[Records from a data collection]
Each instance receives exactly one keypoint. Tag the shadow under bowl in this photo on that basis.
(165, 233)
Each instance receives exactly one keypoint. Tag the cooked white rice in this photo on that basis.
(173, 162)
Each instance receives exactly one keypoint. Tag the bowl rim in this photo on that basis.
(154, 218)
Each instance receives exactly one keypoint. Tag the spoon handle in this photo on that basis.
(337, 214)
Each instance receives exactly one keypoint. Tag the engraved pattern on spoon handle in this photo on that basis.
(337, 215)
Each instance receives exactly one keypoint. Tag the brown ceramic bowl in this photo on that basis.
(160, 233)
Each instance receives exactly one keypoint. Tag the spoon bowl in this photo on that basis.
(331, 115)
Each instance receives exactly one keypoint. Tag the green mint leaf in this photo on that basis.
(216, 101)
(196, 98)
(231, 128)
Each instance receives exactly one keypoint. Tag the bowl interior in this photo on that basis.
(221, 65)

* * *

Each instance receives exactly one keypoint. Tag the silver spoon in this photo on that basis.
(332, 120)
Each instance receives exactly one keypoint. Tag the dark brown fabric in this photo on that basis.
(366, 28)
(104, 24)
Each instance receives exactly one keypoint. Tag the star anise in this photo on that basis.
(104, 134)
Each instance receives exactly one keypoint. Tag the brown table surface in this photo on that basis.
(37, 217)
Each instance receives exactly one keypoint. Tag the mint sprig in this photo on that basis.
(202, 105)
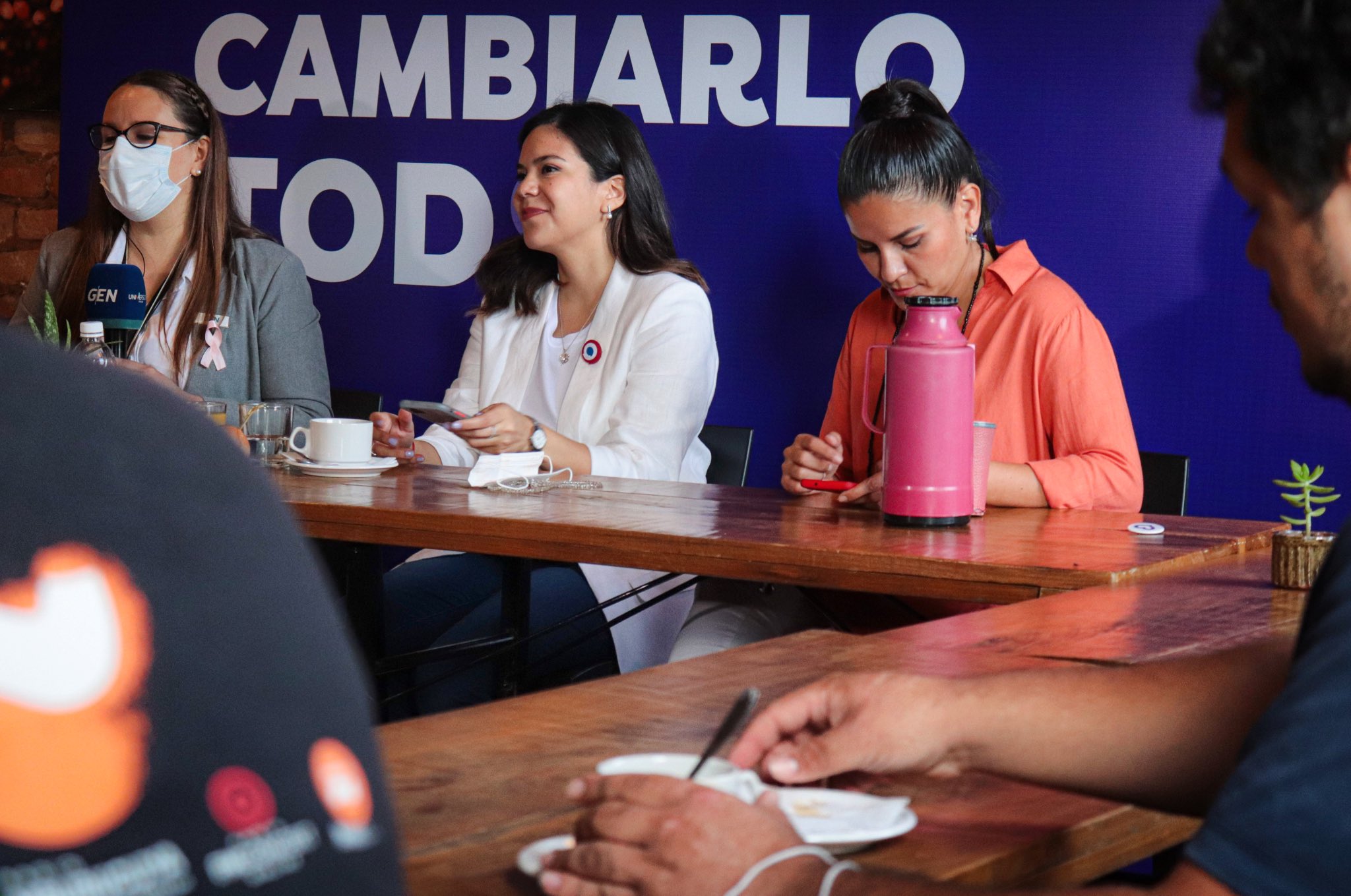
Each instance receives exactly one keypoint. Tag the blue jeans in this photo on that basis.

--

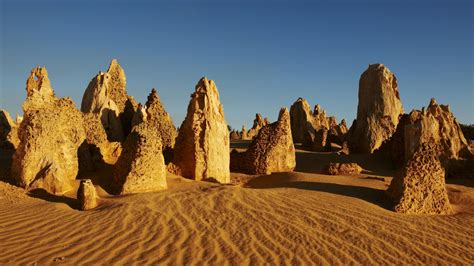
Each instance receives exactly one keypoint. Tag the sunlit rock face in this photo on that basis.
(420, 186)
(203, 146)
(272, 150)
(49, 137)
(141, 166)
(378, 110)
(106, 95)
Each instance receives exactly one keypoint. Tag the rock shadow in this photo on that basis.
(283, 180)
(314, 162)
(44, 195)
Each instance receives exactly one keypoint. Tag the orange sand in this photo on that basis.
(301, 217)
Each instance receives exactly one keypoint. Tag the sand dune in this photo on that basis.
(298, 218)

§ Problem to work on
List every line of the entries above that contains the word "bowl", copying each line in full.

§ Solution
Each instance receives exactly one keypoint. Tag the shadow under bowl in this photo on that basis.
Each instance receives exactly one keypoint. Tag the bowl rim in this photo on that basis.
Each instance receives exactly one keypoint. Tag the brown ceramic bowl in this photo on that basis.
Each instance receives exactly one keypoint. Tag the spoon bowl in this photo on that basis.
Each instance receives exactly one keypoint. Tag the bowl interior in this photo on that basis.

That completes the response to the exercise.